Extract provided -
----------------------------------------

Monday, January 11, 2010

Invalid Market Definition Dooms Physicians’ Claim of Exclusion from Network

This posting was written by Darius Sturmer, Editor of CCH Trade Regulation Reporter.

A cardiology practice group and its member physicians could not maintain claims that an operator of several Arkansas hospitals conspired with insurers to restrain trade and monopolized, attempted to monopolize, and conspired to monopolize the market for in-hospital cardiology services in central Arkansas by excluding the group from health insurance network coverage, the U.S. Court of Appeals in St. Louis has decided.

The plaintiffs' relevant market allegations were insufficient as a matter of law, the court said. Dismissal of the claims (2009-1 Trade Cases ¶76,473) was affirmed.

Relevant Product Market

The complaint improperly defined the product market by how consumers paid for cardiology services, in the court's view. A relevant product market could not be defined by reference to whether patients who received services were privately insured. Such a theory "lack[ed] support in both logic and law," according to the court.

The general issue when determining a relevant product market concerned the choices available to consumers. Thus, the plaintiff had to look to alternative patients who were able to pay the required fees, not just those who paid using private insurance.

For purposes of the antitrust claims, it did not matter which kind of insurance the patients had, or whether private insurance and government insurance were reasonably interchangeable, because the lawsuit was not about the options available to patients. Rather, it was about the options available to shut-out cardiologists.

----------------------------------------

Provided material -
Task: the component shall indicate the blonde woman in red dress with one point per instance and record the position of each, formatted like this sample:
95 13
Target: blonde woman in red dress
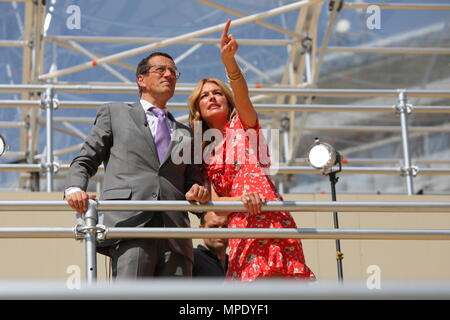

----------------------------------------

Work item A - From the antitrust case summary, extract the passage that begins at the words "For purposes of" and stops after "to shut-out cardiologists.".
Work item B - According to the antitrust case summary, which court decided the case?
Work item C - Proceed with the antitrust case summary from the point where it stops.
The listing has no connection to the antitrust case summary.

Task response A -
For purposes of the antitrust claims, it did not matter which kind of insurance the patients had, or whether private insurance and government insurance were reasonably interchangeable, because the lawsuit was not about the options available to patients. Rather, it was about the options available to shut-out cardiologists.

Task response B - The U.S. Court of Appeals in St. Louis.

Task response C -
Relevant Geographic Market

The plaintiffs' limitation of the relevant geographic market to a single city was overly narrow. The definition failed to describe the geographic areas where customers could turn for cardiology procedures from the starting point of the defendant's trade area, the court observed.

By limiting the market to a city, the plaintiffs gerrymandered the relevant market to the location where cardiology procedures took place. In so doing, the complaint alleged that a low percentage of patients within the city left the proposed market, but ignored the possibility of a high percentage of patients entering the proposed market from outside the city.

An antitrust plaintiff had to allege a geographic market in which the defendant supplier drew a sufficiently large percentage of its business, the court explained. This failure to allege a coherent relevant geographic market provided an adequate and independent means of affirming dismissal of the claims.

Discovery Costs

The appellate court also ruled that the lower court did not abuse its discretion by declining to tax the defendant's discovery-related copying costs upon the unsuccessful plaintiffs after it had dismissed the suit.

No judicial decision required a district court to tax discovery-related expenses, the appellate court noted. To the contrary, numerous district courts within the appellate circuit had similarly refused to tax such costs.

The decision is Little Rock Cardiology Clinic PA v. Baptist Health, 2009-2 Trade Cases ¶76,849.